**INSTRUCTIONS FOR THE TASK**
Copy the records again, beginning at the line containing "Q: Outline the water" and continuing through the end of the records, with the requests included and -81 added to every coordinate in the answers.

==== DATA EXCERPTS ====

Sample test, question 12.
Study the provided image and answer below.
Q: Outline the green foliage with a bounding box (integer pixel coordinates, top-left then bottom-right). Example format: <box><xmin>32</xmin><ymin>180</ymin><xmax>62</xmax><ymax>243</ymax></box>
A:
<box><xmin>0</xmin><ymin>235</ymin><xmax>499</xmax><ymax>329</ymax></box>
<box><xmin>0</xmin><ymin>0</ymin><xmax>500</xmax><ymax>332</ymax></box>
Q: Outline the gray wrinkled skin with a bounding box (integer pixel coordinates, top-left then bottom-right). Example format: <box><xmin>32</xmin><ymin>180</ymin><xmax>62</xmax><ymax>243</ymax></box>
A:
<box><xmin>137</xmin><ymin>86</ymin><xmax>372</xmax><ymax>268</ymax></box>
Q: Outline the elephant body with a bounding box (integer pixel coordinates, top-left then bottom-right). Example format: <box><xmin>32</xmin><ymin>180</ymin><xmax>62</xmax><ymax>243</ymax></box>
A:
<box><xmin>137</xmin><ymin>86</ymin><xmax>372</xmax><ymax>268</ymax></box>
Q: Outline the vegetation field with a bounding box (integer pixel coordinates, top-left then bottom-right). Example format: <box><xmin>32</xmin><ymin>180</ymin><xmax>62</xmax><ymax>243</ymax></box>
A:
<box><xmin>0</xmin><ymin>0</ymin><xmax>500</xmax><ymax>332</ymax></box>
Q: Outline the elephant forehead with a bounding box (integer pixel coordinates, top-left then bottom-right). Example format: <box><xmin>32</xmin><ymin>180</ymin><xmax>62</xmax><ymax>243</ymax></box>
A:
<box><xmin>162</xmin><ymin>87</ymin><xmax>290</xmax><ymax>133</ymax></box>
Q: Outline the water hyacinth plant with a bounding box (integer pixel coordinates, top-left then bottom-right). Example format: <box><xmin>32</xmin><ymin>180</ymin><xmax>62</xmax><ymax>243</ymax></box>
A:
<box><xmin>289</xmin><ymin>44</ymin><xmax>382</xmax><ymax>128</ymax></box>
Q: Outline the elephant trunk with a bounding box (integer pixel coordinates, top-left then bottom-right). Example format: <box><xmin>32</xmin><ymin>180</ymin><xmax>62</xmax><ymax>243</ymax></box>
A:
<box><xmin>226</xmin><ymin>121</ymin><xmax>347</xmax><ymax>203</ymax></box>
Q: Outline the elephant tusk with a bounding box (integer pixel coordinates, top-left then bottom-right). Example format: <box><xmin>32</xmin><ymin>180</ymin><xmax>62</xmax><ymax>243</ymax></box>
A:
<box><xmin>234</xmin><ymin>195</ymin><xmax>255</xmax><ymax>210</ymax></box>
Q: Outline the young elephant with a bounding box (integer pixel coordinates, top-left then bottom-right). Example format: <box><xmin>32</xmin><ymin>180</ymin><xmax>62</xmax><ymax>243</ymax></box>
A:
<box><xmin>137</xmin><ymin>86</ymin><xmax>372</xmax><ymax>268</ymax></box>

====

**EXERCISE RESULT**
Q: Outline the water hyacinth plant with a bounding box (integer pixel coordinates, top-left then bottom-right). Example format: <box><xmin>32</xmin><ymin>180</ymin><xmax>62</xmax><ymax>243</ymax></box>
A:
<box><xmin>208</xmin><ymin>-37</ymin><xmax>301</xmax><ymax>47</ymax></box>
Q: Outline the elephant trunk with a bounding box (integer pixel coordinates, top-left then bottom-right). Example format: <box><xmin>32</xmin><ymin>180</ymin><xmax>62</xmax><ymax>243</ymax></box>
A:
<box><xmin>145</xmin><ymin>40</ymin><xmax>266</xmax><ymax>122</ymax></box>
Q: Outline the elephant tusk with a bounding box (integer pixel coordinates, top-left then bottom-right). Example format: <box><xmin>32</xmin><ymin>180</ymin><xmax>62</xmax><ymax>243</ymax></box>
A:
<box><xmin>153</xmin><ymin>114</ymin><xmax>174</xmax><ymax>129</ymax></box>
Q: Outline the young elephant with a bounding box (integer pixel coordinates, top-left then bottom-right). Example format: <box><xmin>32</xmin><ymin>180</ymin><xmax>62</xmax><ymax>243</ymax></box>
A:
<box><xmin>56</xmin><ymin>5</ymin><xmax>291</xmax><ymax>187</ymax></box>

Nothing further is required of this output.